- Opening Delimiter -

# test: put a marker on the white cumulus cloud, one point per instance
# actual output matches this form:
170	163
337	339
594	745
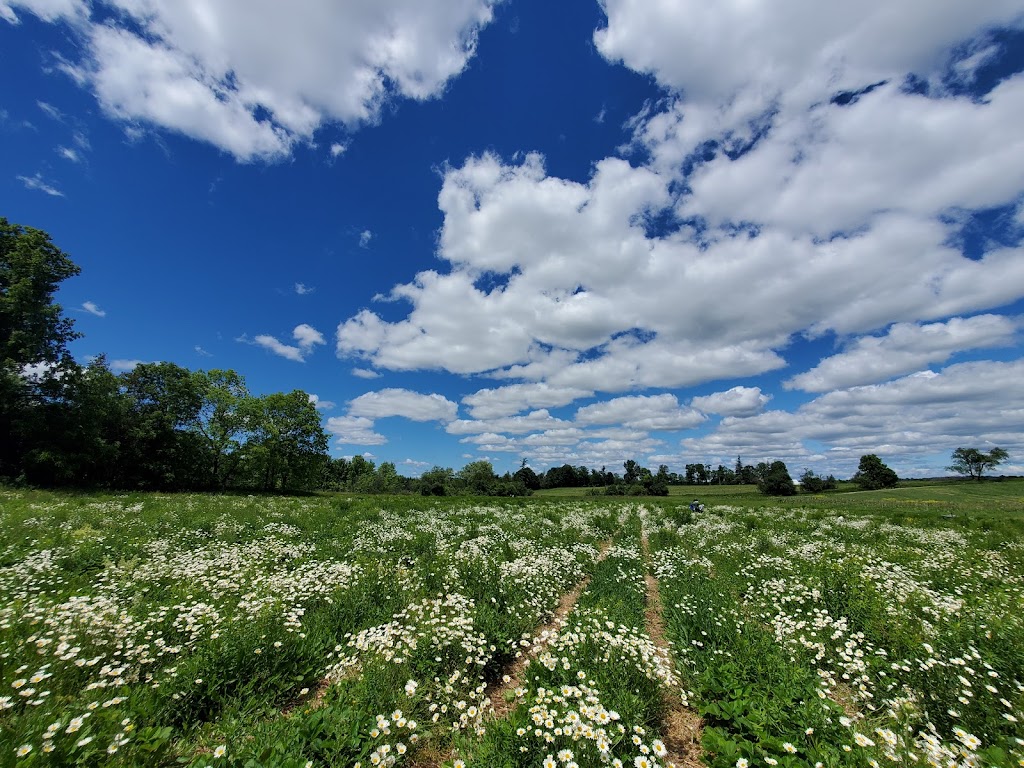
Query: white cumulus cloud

- Closing Delimiter -
- Opening Delimiter -

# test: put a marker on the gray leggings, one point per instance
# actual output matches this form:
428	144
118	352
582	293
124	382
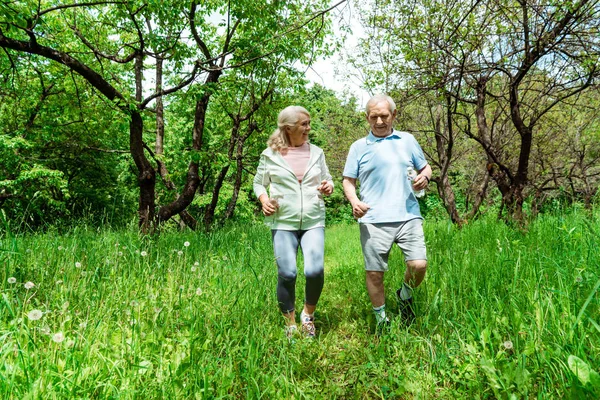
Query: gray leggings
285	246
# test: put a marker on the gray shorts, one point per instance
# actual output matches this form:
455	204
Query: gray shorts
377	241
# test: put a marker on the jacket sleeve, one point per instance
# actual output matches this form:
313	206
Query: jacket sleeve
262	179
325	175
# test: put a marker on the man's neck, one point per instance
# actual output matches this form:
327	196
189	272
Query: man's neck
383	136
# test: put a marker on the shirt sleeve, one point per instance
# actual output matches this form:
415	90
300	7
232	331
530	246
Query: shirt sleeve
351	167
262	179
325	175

- Closing Delimiter -

### Exercise details
Whenever the string "instance" shows up in a line of the records, copy that line.

### Output
# test: put a marker on the white cumulus cloud, one point per instance
# test: put a marker on the gray leggings, one point per instance
# test: put a marker on the gray shorts, one point per instance
# test: put a marker on the jacket sleeve, one point per instance
# test: put a marker on the man's neck, one point per instance
# test: put a marker on the shirt sleeve, one point per instance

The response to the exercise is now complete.